> _THE PROBLEM_
In the material below, identify each line bearing the word "rope". Reproduce those lines.
________________________________________
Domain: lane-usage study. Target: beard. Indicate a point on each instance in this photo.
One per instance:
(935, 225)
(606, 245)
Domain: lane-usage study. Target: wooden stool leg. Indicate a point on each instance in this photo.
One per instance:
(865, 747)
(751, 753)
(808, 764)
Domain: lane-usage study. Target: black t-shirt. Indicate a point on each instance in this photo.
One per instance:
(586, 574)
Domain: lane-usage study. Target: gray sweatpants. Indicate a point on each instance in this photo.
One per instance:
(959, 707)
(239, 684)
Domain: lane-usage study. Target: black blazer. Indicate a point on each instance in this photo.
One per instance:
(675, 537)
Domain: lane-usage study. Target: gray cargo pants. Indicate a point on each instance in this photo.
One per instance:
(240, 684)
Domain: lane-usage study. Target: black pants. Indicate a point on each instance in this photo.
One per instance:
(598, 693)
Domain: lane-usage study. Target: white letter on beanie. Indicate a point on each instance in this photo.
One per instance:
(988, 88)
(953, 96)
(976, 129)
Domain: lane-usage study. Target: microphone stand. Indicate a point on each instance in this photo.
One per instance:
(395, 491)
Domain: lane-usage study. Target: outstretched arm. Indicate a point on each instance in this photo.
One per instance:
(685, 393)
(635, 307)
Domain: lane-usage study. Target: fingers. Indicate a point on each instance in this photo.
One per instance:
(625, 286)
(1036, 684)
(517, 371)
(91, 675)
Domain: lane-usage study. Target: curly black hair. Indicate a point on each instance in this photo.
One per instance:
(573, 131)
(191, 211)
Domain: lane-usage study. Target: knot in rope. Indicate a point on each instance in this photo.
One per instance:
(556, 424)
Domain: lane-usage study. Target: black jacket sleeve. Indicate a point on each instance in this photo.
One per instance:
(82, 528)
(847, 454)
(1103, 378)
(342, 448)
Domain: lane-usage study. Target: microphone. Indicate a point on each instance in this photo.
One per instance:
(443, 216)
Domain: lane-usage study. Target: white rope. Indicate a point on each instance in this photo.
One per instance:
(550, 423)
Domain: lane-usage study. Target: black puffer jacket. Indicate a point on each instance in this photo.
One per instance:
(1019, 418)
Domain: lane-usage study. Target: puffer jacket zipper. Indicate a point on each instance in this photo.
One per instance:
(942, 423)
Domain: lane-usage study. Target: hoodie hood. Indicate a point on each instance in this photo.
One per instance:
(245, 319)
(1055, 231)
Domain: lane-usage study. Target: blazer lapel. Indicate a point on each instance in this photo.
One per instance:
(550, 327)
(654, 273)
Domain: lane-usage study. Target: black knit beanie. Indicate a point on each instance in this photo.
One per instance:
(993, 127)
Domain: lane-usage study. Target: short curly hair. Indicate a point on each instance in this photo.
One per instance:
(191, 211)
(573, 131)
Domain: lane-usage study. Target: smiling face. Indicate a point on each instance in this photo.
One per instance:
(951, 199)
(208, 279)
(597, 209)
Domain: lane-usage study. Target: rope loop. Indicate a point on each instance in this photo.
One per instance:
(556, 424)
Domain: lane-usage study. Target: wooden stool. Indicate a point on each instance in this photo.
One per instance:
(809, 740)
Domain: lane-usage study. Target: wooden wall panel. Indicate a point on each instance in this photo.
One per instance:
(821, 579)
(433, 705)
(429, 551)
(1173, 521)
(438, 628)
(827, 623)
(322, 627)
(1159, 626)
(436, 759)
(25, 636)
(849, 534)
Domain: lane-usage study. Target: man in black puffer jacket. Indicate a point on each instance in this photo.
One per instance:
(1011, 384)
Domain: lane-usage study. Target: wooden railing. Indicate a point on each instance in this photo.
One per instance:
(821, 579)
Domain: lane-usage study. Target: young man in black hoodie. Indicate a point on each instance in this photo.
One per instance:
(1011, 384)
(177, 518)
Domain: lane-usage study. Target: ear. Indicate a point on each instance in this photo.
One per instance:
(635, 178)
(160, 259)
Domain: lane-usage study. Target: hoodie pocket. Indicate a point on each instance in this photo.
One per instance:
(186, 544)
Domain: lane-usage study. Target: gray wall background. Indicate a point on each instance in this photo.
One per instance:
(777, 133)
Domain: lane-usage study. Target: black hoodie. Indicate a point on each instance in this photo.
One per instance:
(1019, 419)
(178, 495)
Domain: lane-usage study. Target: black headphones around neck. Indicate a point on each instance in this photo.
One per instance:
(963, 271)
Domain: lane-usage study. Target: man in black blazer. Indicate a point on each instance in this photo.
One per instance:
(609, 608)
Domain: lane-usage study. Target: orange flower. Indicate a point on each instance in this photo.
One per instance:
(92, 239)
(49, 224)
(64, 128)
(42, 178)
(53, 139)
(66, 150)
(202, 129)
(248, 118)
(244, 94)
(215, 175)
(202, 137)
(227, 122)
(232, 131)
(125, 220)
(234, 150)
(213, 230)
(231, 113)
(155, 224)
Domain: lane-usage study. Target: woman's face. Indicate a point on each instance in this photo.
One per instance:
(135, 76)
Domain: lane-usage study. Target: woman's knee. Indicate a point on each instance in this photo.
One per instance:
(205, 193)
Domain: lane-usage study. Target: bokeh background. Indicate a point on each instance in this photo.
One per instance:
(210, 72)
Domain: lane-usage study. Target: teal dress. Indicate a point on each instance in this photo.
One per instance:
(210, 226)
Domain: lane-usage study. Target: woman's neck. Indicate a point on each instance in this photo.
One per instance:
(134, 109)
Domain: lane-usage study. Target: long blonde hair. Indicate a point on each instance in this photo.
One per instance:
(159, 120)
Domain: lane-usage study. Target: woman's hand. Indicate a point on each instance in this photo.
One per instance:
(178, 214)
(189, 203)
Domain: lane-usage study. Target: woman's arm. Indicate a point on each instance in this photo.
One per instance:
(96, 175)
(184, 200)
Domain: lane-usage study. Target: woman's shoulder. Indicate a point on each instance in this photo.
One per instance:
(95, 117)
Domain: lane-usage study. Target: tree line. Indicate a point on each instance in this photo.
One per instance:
________________________________________
> _OUTPUT FOR THIS EXERCISE_
Domain: lane-usage study. Target: knot in rope. Indicate a point on each instance in this photo.
Domain: lane-usage study. Target: white rope. Indicate a point on each instance in this photo.
Domain: lane-usage study. Target: rope loop. Indicate a point on each instance in this photo.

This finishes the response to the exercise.